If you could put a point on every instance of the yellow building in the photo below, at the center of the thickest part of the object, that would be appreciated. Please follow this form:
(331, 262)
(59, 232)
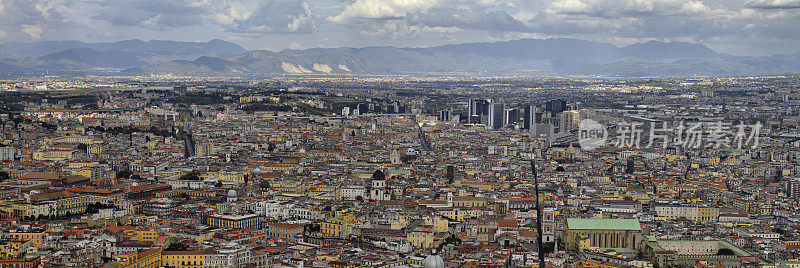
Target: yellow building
(336, 227)
(227, 177)
(12, 249)
(420, 239)
(94, 149)
(694, 213)
(204, 149)
(52, 155)
(142, 235)
(182, 259)
(235, 222)
(36, 239)
(150, 258)
(284, 230)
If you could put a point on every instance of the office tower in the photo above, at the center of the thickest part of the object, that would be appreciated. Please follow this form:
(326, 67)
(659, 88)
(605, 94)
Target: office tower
(544, 133)
(477, 110)
(445, 115)
(528, 116)
(451, 173)
(496, 115)
(555, 107)
(512, 116)
(792, 188)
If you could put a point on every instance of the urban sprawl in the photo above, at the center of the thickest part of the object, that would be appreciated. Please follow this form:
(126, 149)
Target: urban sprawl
(166, 171)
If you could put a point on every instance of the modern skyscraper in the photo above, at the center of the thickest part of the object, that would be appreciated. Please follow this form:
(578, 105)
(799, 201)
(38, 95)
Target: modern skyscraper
(555, 107)
(477, 109)
(496, 115)
(528, 116)
(445, 115)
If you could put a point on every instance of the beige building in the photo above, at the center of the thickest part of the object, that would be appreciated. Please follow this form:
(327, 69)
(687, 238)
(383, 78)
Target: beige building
(604, 233)
(698, 214)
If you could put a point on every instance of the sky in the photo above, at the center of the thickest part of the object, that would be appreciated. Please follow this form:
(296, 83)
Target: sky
(738, 27)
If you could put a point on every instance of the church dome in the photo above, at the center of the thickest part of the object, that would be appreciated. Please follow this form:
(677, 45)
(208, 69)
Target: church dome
(433, 261)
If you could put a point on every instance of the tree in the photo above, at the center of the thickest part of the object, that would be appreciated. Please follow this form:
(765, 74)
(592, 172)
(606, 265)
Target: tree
(176, 247)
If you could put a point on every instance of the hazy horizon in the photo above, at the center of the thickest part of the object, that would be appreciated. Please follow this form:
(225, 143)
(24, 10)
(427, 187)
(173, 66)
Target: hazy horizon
(753, 28)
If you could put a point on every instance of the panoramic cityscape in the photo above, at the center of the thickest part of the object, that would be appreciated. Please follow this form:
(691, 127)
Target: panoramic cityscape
(399, 133)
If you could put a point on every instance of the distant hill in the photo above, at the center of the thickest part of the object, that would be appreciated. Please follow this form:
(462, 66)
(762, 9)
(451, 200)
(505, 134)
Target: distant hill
(557, 56)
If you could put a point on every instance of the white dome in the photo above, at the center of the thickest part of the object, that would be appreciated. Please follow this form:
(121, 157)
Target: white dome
(433, 261)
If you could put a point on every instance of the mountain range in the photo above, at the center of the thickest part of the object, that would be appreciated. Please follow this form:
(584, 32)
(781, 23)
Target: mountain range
(558, 56)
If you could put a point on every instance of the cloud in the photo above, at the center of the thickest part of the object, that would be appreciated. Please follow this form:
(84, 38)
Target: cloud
(774, 4)
(383, 9)
(159, 15)
(34, 31)
(413, 17)
(267, 16)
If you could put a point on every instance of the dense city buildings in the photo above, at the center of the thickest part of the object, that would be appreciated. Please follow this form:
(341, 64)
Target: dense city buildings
(392, 171)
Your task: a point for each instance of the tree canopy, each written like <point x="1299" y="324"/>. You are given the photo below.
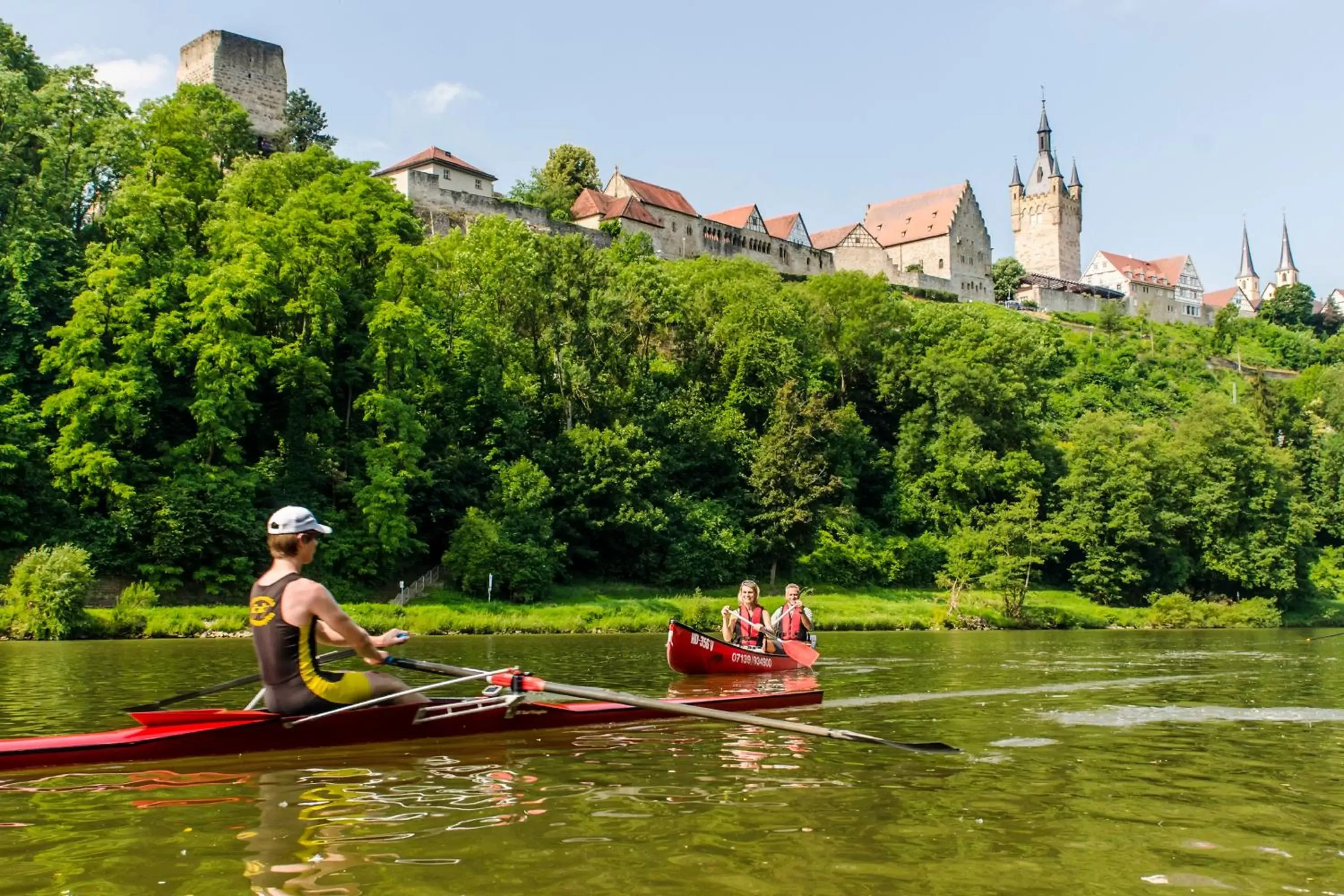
.....
* What you should do *
Transcribe the full listing above exactly as it stands, minus the pictures.

* Response *
If you could put a point on every instance of the yellow building in the photo below, at the center of the thickest part of the object, that would be appreciated. Please follow this form:
(331, 262)
(59, 232)
Target: yellow building
(336, 227)
(227, 177)
(12, 249)
(420, 239)
(94, 149)
(694, 213)
(204, 149)
(52, 155)
(142, 235)
(182, 259)
(235, 222)
(36, 239)
(150, 258)
(284, 230)
If you could put a point on every instance of the office tower in the photo above, at the center of the thickest part of the object, that would be appreciated. Please follow this form:
(326, 67)
(659, 88)
(605, 94)
Target: office tower
(544, 133)
(477, 110)
(445, 115)
(528, 116)
(451, 173)
(496, 115)
(555, 107)
(512, 116)
(792, 188)
If you could put a point on every instance of the urban sprawl in the photo above, at the center of the thickest part of the object, that would be appreciated. Please follow this form:
(126, 149)
Target: urban sprawl
(166, 171)
If you could put a point on every instance of the modern skyscraper in the photo above, at the center of the thickest part of the object, that would be appreciated. Please follow this form:
(578, 105)
(799, 201)
(38, 95)
Target: modern skyscraper
(555, 107)
(477, 109)
(496, 115)
(528, 116)
(445, 115)
If you could put a point on every instance of the beige building in the photo above, at the center of the thickest part of the object, that would be appreciated. Please follow this form:
(327, 69)
(687, 238)
(383, 78)
Target: beige building
(604, 233)
(698, 214)
If you could put a point on every instance of the sky in the photo above, at the center of the thickest part of the object, that would be appreciated. Please follow this form:
(296, 83)
Target: sky
(738, 27)
If you could put a point on every instance of the church dome in the photo above, at the center of the thickest part of the object, that would be appreciated. Please follow this form:
(677, 45)
(208, 69)
Target: church dome
(433, 261)
If you could put a point on every instance of the tree in the photo above, at the center of the thickest part of the object, that would be appreciated. Please follow this form:
(765, 74)
(592, 172)
(606, 265)
Target: tree
(176, 247)
If you could put a point on every instance of the hazy horizon in the photo above, at the center of the thickest part of the object, that would be appreciated. Please follow this form:
(225, 143)
(24, 10)
(427, 187)
(173, 66)
Target: hazy horizon
(753, 28)
If you could put a point on every instance of the panoramic cityscape in the photo above, at the center of the thickest part of the object, that would be appreciated. Please follow this form:
(691, 127)
Target: panoramic cityscape
(399, 133)
If you could put a point on every instance of the distant hill in the photo above, at the center of the thickest part of the object, that would be appreciated. Please follow this form:
(462, 66)
(762, 9)
(451, 200)
(505, 134)
Target: distant hill
(557, 56)
If you could put a point on every instance of the white dome in the photo above, at the center of the thickest part of the object, that would be appreciated. Please follow this form:
(121, 157)
Target: white dome
(433, 261)
If you could put a point on every instance of the mountain range in the photo above, at the center of the thickest part of the object, that would be appreciated. Please follow this form:
(584, 32)
(781, 23)
Target: mountain range
(558, 56)
If you could put a point on every instance of the cloud in the photo above, at the center of the thickest part of the object, that would be appreciated. Please follow this form:
(84, 38)
Target: cloud
(774, 4)
(383, 9)
(159, 15)
(34, 31)
(413, 17)
(267, 16)
If you could put a point on every instance of the dense city buildings in the photo above, at the center of the thickest part of the object, that would be appreciated. Please follow this form:
(341, 64)
Target: dense city buildings
(392, 171)
Your task: a point for each instance of the tree canopy, each written like <point x="1299" y="324"/>. You are given the photo below.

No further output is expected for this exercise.